» **What needs to be done**: In the passage about Leighton below, at what town did he leave the other bishops on the journey from London toward Scotland?

Early in 1653 he was appointed principal of the university of Edinburgh, and primarius professor of divinity. In this post he continued for seven or eight years. A considerable number of his Latin prelections and other addresses (published after his death) are remarkable for the purity and elegance of their Latinity, and their subdued and meditative eloquence. They are valuable instructions in the art of living a holy life rather than a body of scientific divinity. Throughout, however, they bear the marks of a deeply learned and accomplished mind, saturated with both classical and patristic reading, and like all his works they breathe the spirit of one who lived very much above the world. His mental temper was too unlike the temper of his time to secure success as a teacher.

In 1661, when Charles II. had resolved to force Episcopacy once more upon Scotland, he fixed upon Leighton for one of his bishops (see Scotland, Church of). Leighton, living very much out of the world, and being somewhat deficient in what may be called the political sense, was too open to the persuasions used to induce him to enter a sphere for which he instinctively felt he was ill qualified. The Episcopacy which he contemplated was that modified form which had been suggested by Archbishop Ussher, and to which Baxter and many of the best of the English Nonconformists would have readily given their adherence. It is significant that he always refused to be addressed as “my lord,” and it is stated that when dining with his clergy on one occasion he wished to seat himself at the foot of the table.

Leighton soon began to discover the sort of men with whom he was to be associated in the episcopate. He travelled with them in the same coach from London towards Scotland, but having become, as he told Burnet, very weary of their company (as he doubted not they were of his), and having found that they intended to make a kind of triumphal entrance into Edinburgh, he left them at Morpeth and retired to the earl of Lothian’s at Newbattle. He very soon lost all hope of being able to build up the church by the means which the government had set on foot, and his work, as he confessed to Burnet, “seemed to him a fighting against God.” He did, however, what he could, governing his diocese (that of Dunblane) with the utmost mildness, as far as he could, preventing the persecuting measures in active operation elsewhere, and endeavouring to persuade the Presbyterian clergy to come to an accommodation with their Episcopal brethren. After a hopeless struggle of three or four years to induce the government to put a stop to their fierce persecution of the Covenanters, he determined to resign his bishopric, and went up to London in 1665 for this purpose. He so far worked upon the mind of Charles that he promised to enforce the adoption of milder measures, but it does not appear that any material improvement took place. In 1669 Leighton again went to London and made fresh representations on the subject, but little result followed. The slight disposition, however, shown by the government to accommodate matters appears to have inspired Leighton with so much hope that in the following year he agreed, though with a good deal of hesitation, to accept the archbishopric of Glasgow. In this higher sphere he redoubled his efforts with the Presbyterians to bring about some degree of conciliation with Episcopacy, but the only result was to embroil himself with the hot-headed Episcopal party as well as with the Presbyterians. In utter despair, therefore, of being able to be of any further service to the cause of religion, he resigned the archbishopric in 1674 and retired to the house of his widowed sister, Mrs Lightmaker, at Broadhurst in Sussex. Here he spent the remaining ten years, probably the happiest of his life, and died suddenly on a visit to London in 1684.

» **Recorded data**:
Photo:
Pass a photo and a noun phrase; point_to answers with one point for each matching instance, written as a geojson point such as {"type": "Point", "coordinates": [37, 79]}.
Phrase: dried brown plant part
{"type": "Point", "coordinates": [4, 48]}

» **Right answer**: Morpeth